- **PROBLEM DETAILS**:
Produce an exact copy of the lines from the line that contains "the wooden piling." to the end of the listing below.

- **SUPPLIED MATERIAL**:
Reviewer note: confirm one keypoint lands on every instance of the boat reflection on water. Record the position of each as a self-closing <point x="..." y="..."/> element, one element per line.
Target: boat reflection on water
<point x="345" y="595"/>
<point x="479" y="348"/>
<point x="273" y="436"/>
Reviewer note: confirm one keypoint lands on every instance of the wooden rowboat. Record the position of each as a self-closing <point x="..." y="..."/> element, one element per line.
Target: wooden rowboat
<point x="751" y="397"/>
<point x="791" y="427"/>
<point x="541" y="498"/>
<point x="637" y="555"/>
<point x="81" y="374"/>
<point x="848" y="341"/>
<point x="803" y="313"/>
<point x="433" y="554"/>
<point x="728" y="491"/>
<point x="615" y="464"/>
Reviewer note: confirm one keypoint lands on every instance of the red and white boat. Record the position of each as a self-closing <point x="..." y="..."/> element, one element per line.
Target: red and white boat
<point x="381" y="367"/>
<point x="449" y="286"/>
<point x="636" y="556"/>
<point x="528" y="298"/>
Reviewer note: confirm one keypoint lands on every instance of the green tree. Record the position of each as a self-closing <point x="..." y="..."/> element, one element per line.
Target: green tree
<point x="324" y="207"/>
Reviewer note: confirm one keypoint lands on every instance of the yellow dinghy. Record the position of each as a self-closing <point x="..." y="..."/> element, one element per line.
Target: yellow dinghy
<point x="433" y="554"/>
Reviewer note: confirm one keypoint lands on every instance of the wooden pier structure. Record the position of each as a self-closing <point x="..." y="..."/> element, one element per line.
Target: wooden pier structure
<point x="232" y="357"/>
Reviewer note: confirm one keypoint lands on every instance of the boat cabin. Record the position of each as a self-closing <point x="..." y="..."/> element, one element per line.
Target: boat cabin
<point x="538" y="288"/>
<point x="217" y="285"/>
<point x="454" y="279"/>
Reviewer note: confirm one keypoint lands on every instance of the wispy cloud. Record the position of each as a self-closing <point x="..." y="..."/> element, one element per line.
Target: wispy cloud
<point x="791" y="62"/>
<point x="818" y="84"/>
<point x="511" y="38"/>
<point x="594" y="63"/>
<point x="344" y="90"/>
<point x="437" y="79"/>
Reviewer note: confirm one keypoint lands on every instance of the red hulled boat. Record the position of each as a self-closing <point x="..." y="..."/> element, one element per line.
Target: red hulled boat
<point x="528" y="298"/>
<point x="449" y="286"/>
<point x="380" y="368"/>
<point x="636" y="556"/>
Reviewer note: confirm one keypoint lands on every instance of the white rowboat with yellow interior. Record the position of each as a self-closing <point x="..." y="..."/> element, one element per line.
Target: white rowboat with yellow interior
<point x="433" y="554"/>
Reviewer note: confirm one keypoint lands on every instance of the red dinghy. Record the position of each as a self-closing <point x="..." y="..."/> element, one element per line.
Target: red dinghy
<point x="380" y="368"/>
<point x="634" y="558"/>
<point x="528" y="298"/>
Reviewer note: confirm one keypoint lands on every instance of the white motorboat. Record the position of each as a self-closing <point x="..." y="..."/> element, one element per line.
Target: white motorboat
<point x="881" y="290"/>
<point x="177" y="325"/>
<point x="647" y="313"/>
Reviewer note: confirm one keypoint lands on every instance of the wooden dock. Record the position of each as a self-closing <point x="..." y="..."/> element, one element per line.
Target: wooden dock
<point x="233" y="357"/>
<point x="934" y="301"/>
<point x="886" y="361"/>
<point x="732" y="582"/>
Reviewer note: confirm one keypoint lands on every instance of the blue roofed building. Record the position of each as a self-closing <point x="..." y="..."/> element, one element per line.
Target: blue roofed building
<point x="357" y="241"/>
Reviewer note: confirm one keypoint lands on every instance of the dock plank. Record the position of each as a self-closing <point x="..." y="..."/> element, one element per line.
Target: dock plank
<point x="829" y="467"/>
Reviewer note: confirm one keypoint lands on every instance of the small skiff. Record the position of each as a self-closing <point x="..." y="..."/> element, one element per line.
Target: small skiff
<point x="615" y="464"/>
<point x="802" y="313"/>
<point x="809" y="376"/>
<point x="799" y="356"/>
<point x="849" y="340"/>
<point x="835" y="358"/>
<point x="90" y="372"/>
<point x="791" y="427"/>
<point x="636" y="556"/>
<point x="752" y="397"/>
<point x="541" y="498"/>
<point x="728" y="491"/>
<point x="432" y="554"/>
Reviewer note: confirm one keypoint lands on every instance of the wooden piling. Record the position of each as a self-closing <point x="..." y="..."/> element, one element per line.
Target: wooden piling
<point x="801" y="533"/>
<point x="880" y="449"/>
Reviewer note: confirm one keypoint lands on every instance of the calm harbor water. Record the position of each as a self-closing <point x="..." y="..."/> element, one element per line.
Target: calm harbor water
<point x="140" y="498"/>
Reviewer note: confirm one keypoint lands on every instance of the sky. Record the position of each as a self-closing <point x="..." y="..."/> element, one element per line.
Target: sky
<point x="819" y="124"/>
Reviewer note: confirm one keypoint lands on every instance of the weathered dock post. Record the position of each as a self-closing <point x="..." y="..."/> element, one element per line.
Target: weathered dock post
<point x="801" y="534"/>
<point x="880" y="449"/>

- **EXERCISE ANSWER**:
Reviewer note: confirm one keypoint lands on every instance of the wooden piling. Record the position of each as a self-closing <point x="..." y="..."/> element, one element per line.
Target: wooden piling
<point x="801" y="533"/>
<point x="880" y="449"/>
Reviewer note: confirm one keypoint lands on every instance of the calm harbor water. Record the position of each as a self-closing <point x="..." y="..."/> element, one element per line.
Target: calm harbor water
<point x="140" y="498"/>
Reviewer note: confirm one keypoint lands on every instance of the sky. Record the position of each as a self-closing <point x="..." y="..."/> element, one element per line.
Target: sky
<point x="819" y="124"/>
Reviewer note: confirm one keypoint lands on every instance of the weathered dock post. Record the position of each as a self-closing <point x="..." y="..."/> element, one element per line.
Target: weathered dock post
<point x="801" y="534"/>
<point x="880" y="449"/>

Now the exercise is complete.